Questions on the material:
• a. Answer these questions from the measles article:
(i) How old is the New Mexico woman who traveled through the four airports?
(ii) How long can the measles virus linger in the air after a cough or sneeze?
(iii) In what year did the most recent large measles outbreak in the United States occur?
• b. Reproduce the passage of the measles article starting with "They are contacting" and going on through "seating, he said.".

BOSTON Health officials said on Monday they have launched a cross-country measles watch for anyone who might have been exposed to a contagious airline passenger who traveled through four major U.S. airports.
The 27-year-old New Mexico woman, who was not immunized against measles, arrived from Europe and was in airports in Virginia, Maryland, Colorado and New Mexico from February 20 to February 22, officials said.
No other suspected cases have emerged but it is still early, given the 10- to 14-day incubation time after exposure to the highly contagious virus, said health officials in all four states.
The airborne virus spreads person-to-person and can linger up to two hours in the air after a cough or sneeze. It resembles a cold initially, but later a rash develops on the face and then the rest of the body.
People with measles are contagious four days before and four days after the tell-tale rash appears.
With assistance from the Centers for Disease Control and Prevention, state authorities are contacting passengers who may have been exposed to the measles case to confirm whether they have been immunized, said CDC spokesman Jeff Dimond.
They are contacting hundreds of passengers - those seated in the five rows closest to the confirmed case on one flight and nearly all travelers on the Southwest flights which do not assign seating, he said.
"We're going to be monitoring very closely over the next several weeks for any additional cases and then if we identify any possible cases we'll get confirmatory testing very quickly," said Dr. Maggi Gallaher, medical director for the public health division at the New Mexico Department of Health.
Other states said they will take similar measures.
The woman arrived from a European airport at Washington Dulles International Airport on February 20, then traveled on February 22 on two Southwest Airlines flights from BWI Thurgood Marshall Airport to Denver International Airport and on to Albuquerque International Sunport, authorities said.
The containment efforts come as health officials in Boston track three people suspected of crossing paths with a 24-year-old-woman whose measles diagnosis was confirmed earlier this month.
In both the Boston and the New Mexico cases, health officials believe measles was contracted overseas.
Measles is a leading cause of death among children in the developing world, but it is seldom seen in the United States where vaccination is required for all school children.
The most recent large outbreak of measles in the United States was in 2008, when more than 130 cases were reported in 15 states, according to the CDC.

Given data:
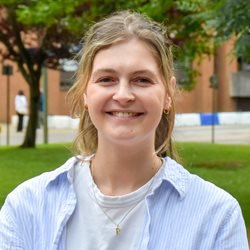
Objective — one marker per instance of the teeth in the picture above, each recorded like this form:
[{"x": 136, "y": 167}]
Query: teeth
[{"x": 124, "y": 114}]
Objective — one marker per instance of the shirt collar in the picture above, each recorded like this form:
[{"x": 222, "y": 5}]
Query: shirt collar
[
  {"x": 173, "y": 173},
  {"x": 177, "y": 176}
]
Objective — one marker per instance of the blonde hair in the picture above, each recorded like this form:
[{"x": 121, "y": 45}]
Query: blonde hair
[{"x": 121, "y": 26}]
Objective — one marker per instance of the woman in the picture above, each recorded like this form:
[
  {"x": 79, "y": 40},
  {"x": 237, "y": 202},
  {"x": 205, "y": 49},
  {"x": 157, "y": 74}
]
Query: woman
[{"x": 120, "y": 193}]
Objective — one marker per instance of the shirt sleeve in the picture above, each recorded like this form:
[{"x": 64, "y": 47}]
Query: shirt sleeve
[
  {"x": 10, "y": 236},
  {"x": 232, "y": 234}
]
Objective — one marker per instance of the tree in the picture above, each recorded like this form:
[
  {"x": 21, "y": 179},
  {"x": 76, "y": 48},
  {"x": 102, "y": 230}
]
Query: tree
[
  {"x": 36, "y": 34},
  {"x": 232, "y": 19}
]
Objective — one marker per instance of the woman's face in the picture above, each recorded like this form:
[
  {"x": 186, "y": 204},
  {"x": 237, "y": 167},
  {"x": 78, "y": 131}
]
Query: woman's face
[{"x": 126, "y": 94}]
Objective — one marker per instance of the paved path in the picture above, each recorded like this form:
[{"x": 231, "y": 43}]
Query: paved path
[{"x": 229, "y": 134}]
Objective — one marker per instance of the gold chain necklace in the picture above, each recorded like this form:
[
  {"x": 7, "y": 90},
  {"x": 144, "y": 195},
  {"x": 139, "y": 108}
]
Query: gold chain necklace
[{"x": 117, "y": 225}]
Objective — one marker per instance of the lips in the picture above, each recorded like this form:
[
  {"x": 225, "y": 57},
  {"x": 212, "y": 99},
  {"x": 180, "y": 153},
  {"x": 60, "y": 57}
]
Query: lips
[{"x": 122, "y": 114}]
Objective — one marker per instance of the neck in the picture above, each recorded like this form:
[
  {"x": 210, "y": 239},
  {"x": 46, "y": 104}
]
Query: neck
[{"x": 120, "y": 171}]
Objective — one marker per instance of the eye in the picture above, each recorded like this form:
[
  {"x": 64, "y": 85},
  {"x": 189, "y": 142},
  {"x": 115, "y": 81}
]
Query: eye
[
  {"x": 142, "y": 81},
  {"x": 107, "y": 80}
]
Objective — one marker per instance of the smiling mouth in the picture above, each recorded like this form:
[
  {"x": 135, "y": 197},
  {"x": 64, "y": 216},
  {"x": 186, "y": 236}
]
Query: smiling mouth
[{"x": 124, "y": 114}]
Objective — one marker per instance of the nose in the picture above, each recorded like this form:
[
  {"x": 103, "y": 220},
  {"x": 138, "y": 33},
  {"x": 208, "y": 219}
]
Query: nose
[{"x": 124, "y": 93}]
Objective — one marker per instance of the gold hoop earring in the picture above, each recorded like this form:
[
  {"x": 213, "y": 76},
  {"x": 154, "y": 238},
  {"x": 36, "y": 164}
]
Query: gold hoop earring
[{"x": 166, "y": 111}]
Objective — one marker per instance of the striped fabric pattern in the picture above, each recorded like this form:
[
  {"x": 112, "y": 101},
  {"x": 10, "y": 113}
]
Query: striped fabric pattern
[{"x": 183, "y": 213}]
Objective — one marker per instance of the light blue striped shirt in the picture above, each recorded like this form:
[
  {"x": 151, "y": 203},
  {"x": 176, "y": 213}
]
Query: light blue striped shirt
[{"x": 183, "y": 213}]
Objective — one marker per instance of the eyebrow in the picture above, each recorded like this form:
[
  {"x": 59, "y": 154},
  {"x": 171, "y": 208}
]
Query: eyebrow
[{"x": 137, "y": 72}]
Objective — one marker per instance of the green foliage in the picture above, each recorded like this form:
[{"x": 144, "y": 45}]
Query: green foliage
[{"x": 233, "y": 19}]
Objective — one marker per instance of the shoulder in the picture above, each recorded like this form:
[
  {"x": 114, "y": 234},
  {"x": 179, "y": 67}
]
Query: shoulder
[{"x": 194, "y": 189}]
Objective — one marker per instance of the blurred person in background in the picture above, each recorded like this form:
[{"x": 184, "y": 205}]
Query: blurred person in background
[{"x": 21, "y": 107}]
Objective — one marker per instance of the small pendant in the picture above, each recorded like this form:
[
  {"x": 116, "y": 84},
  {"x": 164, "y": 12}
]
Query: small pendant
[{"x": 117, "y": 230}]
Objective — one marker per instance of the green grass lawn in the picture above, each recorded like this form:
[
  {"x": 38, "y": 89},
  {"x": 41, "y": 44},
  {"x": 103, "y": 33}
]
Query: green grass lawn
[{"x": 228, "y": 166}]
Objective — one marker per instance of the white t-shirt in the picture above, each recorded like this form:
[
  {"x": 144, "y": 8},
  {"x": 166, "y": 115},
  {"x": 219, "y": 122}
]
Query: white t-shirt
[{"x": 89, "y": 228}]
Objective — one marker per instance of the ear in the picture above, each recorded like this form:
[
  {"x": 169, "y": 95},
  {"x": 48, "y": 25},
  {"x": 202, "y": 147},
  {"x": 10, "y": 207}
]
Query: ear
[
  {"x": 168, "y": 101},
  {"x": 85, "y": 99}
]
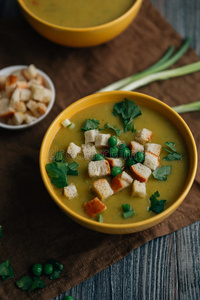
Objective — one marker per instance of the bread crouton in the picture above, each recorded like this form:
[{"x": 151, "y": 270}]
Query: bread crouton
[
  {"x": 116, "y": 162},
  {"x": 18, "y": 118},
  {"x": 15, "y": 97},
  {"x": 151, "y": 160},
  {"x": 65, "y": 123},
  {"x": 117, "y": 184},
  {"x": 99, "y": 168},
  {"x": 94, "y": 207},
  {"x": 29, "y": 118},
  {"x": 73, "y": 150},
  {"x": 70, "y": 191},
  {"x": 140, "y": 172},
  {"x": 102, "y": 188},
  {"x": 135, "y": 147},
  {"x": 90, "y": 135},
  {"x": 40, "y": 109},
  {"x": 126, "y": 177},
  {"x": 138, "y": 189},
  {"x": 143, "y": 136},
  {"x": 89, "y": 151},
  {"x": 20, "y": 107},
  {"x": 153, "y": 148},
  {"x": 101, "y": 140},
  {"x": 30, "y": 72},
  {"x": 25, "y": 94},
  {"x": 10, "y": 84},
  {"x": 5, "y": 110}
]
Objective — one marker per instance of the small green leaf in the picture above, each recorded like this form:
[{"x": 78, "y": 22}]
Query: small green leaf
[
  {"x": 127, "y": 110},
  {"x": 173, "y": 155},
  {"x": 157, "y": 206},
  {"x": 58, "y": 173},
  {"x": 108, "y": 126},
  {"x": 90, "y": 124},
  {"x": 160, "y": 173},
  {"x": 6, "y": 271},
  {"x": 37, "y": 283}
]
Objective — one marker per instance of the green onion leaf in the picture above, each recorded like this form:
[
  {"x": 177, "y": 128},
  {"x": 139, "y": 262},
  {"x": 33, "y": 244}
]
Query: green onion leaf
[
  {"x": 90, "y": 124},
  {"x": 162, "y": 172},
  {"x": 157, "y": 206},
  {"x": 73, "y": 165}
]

Answers to the problems:
• a.
(i) She is 27 years old.
(ii) It can linger for up to two hours.
(iii) It occurred in 2008.

• b.
They are contacting hundreds of passengers - those seated in the five rows closest to the confirmed case on one flight and nearly all travelers on the Southwest flights which do not assign seating, he said.